=== Questions on the material ===
a) In the article on cannabis use disorder and schizophrenia, why does schizophrenia make it especially hard to function from day to day? Answer in one to three sentences.
b) From the article on cannabis use disorder and schizophrenia, extract word for word the stretch from "Based on clinical" through "throughout the population.".

06 Nov What Is The Link Between Cannabis Use Disorder and Schizophrenia in Young Men?
It can be difficult to have a firm grasp on reality when a person is in an altered state of mind from schizophrenia. With schizophrenia, one may experience the world in a disfigured way. This makes it especially hard to function on a day-to-day basis. Living a lifestyle without treatment can feel overwhelmingly difficult. Men who use cannabis have an increased risk of developing schizophrenia. Additionally, some men with schizophrenia may use cannabis to self-medicate their symptoms. Seeking addiction and mental health treatment with us can help men facing challenges with cannabis use disorder and schizophrenia learn how to cope effectively with their condition.
What Is Schizophrenia?
According to the National Institute of Mental Health (NIMH), schizophrenia is a psychiatric disorder that affects an individual’s thought process, behavior, and emotions. Some individuals diagnosed with schizophrenia may be perceived as losing touch with reality. This can be alarming for family members and friends to witness. The negative effects of schizophrenia can make it extremely difficult to participate in typical daily activities. Although completing tasks can be problematic for some individuals, effective treatment options can lead to a better outcome in daily life functioning.
Schizophrenia Signs and Symptoms
As stated on NIMH’s website, the onset of schizophrenia is typically between the ages of 16 and 30. Recognizing the symptoms early on can increase the chance of a successful recovery. An individual may experience psychotic, negative, and cognitive effects. Symptoms may include:
- Movement disorder
- Thought disorder
- Limited facial expressions
- Low energy levels
- Problems sticking to daily activities
- Trouble processing new information
- Slowed learning
- Difficulty focusing and paying attention
Can You Become Addicted to Cannabis?
According to the publication Cannabis Use Disorder by Jason Patel and Raman Marwaha, cannabis use disorder can lead to significant distress or impairment. An individual with cannabis use disorder may present nine pathological patterns, which may be classified under social impairment, impaired motor control, psychological adaptation, and risky behaviors. One may experience a persistent desire to use the drug with little success in discontinuing the substance.
Based on clinical studies, researchers have discovered that persistent long-term cannabis use can change the circuitry of one’s brain. Withdrawal symptoms may occur when stopping the use of cannabis and may be incredibly uncomfortable for some men. Symptoms may consist of:
- Aggression, irritability, and anger
- Irregular sleep patterns
- Depressed mood
- Anxiety or nervousness
- Weight loss and lack of appetite
How Is Schizophrenia Linked With Cannabis Use Disorder?
According to the National Institute on Drug Abuse (NIDA), young men with cannabis use disorder may be at an increased risk of developing schizophrenia. A study analyzed health records and data that spanned five decades and represented more than six million people in Denmark. The study was performed to estimate schizophrenia cases that may be contributing to cannabis use disorder throughout the population.
Clinical research discovered heavy evidence of the association between schizophrenia and cannabis use disorder, mostly among men. It was estimated that approximately 30% of men with schizophrenia were between the ages of 21 and 30. These cases could have been prevented by treating cannabis use disorder. Data also found that schizophrenia cases due to cannabis use disorder have significantly increased within the past five decades.
Moving Forward With Our Facility for Cannabis Use Disorder and Schizophrenia
Although cannabis use disorder and schizophrenia are two serious conditions, a person can start to live a healthy lifestyle if they choose mental health treatment. One may feel indecisive about whether to seek help. It can be an overwhelming choice, but deciding to move forward with treatment can come with several mental and physical health benefits. Starting treatment can provide not only emotional support but the professional support needed, too, during a sensitive transition.

=== Given information ===
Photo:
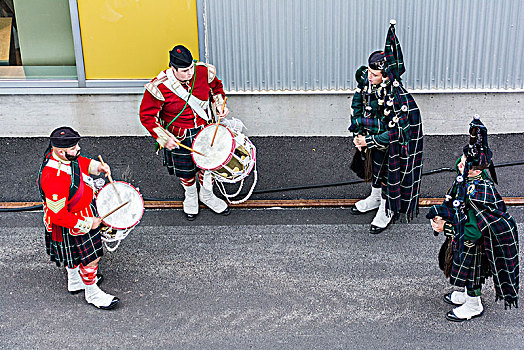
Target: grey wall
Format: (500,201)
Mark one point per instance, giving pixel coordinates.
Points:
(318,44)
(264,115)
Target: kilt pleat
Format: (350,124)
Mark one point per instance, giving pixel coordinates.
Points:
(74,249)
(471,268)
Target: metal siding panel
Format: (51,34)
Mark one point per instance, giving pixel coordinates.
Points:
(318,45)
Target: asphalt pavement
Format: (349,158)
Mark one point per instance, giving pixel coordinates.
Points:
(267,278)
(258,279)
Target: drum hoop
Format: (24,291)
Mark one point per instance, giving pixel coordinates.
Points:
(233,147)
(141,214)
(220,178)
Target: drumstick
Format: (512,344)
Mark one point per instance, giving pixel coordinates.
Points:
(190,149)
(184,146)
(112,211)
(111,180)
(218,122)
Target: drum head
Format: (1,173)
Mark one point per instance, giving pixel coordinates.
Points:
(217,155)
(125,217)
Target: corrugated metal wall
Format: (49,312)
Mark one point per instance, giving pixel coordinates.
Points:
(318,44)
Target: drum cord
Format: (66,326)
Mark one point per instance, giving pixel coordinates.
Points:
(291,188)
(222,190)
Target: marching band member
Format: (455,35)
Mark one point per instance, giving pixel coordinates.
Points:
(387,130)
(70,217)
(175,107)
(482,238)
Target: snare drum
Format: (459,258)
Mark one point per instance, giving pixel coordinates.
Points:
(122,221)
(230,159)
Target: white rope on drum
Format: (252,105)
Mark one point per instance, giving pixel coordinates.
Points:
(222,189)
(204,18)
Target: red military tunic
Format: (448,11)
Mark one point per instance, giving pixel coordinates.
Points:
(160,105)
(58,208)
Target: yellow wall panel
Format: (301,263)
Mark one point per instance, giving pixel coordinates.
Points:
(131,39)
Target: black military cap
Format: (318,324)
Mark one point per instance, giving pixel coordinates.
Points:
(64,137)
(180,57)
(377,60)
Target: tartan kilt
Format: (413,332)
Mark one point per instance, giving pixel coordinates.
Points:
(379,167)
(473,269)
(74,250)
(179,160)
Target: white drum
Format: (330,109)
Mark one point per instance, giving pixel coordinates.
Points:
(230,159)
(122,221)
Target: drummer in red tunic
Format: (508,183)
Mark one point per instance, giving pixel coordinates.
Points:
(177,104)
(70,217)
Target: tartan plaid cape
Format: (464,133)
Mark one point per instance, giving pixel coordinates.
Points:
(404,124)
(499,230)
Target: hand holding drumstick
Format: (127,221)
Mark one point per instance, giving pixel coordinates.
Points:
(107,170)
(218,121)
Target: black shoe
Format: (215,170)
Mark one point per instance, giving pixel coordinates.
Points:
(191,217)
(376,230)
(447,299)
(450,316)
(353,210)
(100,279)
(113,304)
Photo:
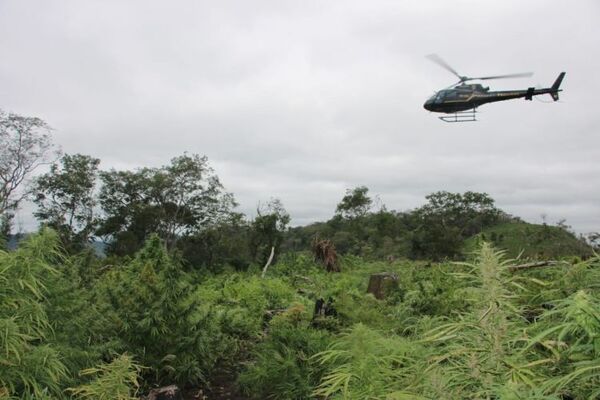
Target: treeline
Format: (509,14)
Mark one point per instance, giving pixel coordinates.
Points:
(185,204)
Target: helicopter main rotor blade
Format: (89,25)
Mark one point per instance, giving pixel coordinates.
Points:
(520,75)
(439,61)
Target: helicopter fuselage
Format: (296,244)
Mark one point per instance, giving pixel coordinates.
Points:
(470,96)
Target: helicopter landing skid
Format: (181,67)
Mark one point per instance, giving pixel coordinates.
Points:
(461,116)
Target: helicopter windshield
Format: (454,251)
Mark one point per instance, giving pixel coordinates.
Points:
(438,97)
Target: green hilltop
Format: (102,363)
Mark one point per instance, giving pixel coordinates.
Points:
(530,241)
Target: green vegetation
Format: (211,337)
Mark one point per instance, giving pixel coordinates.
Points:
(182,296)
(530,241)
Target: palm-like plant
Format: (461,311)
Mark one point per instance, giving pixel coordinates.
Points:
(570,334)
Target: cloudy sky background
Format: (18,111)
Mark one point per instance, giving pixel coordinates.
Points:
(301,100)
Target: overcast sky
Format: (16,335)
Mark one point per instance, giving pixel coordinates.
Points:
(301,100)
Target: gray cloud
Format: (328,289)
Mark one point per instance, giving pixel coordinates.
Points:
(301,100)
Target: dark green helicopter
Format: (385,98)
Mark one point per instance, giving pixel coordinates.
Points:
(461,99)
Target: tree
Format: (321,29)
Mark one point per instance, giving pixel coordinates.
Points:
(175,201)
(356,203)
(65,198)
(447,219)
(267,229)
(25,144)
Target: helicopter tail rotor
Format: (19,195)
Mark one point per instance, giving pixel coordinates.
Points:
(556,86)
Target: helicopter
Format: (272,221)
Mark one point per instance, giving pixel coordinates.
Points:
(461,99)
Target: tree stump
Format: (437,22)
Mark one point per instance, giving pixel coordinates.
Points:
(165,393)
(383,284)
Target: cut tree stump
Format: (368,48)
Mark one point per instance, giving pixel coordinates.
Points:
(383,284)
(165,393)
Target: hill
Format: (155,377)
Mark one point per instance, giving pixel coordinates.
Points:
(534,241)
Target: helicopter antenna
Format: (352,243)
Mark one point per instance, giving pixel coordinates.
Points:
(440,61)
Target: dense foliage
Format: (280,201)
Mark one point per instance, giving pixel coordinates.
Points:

* * *

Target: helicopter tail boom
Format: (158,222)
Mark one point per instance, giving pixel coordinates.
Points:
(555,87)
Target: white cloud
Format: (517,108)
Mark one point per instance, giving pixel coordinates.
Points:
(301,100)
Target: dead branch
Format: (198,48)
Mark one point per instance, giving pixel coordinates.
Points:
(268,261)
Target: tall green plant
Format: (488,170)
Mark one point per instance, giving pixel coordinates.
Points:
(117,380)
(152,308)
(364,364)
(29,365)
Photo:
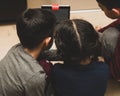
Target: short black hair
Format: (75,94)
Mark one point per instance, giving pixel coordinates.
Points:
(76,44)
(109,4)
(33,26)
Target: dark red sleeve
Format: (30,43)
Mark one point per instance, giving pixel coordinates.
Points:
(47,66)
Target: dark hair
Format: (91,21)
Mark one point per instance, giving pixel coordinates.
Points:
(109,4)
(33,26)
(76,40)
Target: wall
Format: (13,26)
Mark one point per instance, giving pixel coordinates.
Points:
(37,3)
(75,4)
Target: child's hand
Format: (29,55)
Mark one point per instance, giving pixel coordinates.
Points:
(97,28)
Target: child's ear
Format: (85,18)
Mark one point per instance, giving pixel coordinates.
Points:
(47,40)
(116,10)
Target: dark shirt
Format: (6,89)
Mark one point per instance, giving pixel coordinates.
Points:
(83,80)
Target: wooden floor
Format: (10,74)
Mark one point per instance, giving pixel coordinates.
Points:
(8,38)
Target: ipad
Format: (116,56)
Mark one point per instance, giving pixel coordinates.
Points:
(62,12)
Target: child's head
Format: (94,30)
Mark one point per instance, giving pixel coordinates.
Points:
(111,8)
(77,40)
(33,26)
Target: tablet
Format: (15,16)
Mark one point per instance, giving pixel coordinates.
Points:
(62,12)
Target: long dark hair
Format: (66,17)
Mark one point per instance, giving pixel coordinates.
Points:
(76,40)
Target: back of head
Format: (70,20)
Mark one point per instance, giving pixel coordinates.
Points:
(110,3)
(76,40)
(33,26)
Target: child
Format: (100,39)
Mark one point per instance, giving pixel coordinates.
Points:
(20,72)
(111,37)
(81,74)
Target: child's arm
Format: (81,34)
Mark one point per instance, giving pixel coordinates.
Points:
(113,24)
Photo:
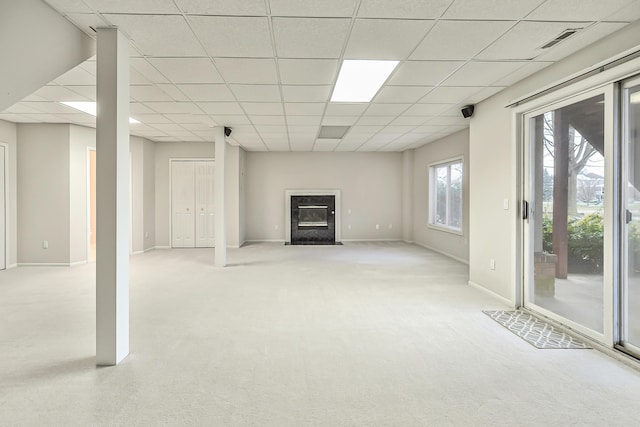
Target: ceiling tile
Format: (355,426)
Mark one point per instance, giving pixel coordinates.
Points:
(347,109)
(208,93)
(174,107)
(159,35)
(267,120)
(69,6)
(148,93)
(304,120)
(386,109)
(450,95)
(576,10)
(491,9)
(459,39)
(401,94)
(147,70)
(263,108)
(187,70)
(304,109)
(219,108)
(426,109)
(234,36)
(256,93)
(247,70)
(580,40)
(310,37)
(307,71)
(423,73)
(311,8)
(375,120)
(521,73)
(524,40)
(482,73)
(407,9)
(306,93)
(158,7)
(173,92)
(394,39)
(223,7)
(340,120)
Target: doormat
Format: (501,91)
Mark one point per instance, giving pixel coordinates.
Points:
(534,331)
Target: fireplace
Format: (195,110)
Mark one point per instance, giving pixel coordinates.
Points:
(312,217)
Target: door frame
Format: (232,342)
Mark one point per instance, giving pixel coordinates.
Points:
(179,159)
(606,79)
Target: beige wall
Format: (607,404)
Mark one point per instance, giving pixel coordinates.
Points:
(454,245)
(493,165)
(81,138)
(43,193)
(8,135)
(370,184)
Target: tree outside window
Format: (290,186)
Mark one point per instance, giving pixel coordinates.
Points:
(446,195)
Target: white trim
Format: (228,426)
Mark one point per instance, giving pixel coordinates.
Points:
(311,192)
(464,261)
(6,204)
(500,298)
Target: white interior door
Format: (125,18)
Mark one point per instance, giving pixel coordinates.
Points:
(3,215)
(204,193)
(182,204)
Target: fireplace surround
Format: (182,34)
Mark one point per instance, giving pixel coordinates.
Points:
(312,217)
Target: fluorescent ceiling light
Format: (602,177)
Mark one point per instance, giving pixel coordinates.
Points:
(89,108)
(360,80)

--

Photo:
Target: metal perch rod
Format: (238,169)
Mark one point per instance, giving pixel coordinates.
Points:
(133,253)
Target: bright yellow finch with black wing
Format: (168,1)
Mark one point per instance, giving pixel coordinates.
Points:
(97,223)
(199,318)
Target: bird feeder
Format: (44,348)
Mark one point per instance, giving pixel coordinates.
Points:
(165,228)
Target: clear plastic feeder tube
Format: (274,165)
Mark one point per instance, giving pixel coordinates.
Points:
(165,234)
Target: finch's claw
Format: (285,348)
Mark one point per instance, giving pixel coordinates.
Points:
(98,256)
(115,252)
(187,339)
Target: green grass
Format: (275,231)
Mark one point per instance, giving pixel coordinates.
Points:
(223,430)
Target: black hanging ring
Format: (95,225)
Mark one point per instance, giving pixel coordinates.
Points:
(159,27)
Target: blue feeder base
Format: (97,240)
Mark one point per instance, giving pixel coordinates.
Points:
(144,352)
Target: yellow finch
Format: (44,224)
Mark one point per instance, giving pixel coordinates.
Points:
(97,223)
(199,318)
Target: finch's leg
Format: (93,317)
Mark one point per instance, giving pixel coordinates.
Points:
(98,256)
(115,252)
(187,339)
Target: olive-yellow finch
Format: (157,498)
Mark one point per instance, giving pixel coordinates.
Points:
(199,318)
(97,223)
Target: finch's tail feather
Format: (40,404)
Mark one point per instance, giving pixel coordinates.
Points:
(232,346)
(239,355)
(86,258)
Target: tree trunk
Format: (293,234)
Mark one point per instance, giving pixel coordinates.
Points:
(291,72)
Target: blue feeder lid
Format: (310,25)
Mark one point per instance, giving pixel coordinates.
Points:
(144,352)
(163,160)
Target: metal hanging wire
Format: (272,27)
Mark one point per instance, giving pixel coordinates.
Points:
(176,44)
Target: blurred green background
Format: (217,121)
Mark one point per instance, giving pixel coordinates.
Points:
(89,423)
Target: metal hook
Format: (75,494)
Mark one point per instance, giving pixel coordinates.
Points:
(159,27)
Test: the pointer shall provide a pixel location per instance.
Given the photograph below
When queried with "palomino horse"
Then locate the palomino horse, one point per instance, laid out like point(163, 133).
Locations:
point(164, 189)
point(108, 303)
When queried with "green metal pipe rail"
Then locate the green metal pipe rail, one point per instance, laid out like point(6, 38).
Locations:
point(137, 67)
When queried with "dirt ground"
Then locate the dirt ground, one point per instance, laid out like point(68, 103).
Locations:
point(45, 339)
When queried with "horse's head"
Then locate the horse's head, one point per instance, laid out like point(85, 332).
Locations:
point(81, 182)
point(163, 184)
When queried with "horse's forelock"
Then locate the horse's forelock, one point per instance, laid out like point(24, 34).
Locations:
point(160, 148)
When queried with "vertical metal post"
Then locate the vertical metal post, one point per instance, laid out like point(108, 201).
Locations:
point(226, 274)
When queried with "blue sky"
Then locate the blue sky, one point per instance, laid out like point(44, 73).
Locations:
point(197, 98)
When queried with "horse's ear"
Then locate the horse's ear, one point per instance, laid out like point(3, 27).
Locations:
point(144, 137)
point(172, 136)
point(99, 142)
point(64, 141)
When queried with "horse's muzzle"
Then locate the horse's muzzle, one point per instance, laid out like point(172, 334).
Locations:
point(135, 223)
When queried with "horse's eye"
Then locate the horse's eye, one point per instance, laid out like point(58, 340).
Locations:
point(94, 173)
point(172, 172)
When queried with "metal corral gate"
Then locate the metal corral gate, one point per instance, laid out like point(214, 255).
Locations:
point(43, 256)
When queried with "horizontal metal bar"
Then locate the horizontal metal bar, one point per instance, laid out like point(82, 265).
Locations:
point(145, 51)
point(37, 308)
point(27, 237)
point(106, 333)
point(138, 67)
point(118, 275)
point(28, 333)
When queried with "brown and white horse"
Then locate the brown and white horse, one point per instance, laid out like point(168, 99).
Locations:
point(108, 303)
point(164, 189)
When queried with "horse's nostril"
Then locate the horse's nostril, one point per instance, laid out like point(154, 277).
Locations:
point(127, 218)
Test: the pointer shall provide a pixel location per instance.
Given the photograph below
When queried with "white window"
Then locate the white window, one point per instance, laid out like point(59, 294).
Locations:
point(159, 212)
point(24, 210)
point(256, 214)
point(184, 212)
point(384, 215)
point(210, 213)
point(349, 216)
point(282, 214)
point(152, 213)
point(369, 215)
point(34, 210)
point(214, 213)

=== Answers to the tasks ===
a) A person with schizophrenia may experience the world in a disfigured way, and that makes day-to-day functioning especially hard.

b)
Based on clinical studies, researchers have discovered that persistent long-term cannabis use can change the circuitry of one’s brain. Withdrawal symptoms may occur when stopping the use of cannabis and may be incredibly uncomfortable for some men. Symptoms may consist of:
- Aggression, irritability, and anger
- Irregular sleep patterns
- Depressed mood
- Anxiety or nervousness
- Weight loss and lack of appetite
How Is Schizophrenia Linked With Cannabis Use Disorder?
According to the National Institute on Drug Abuse (NIDA), young men with cannabis use disorder may be at an increased risk of developing schizophrenia. A study analyzed health records and data that spanned five decades and represented more than six million people in Denmark. The study was performed to estimate schizophrenia cases that may be contributing to cannabis use disorder throughout the population.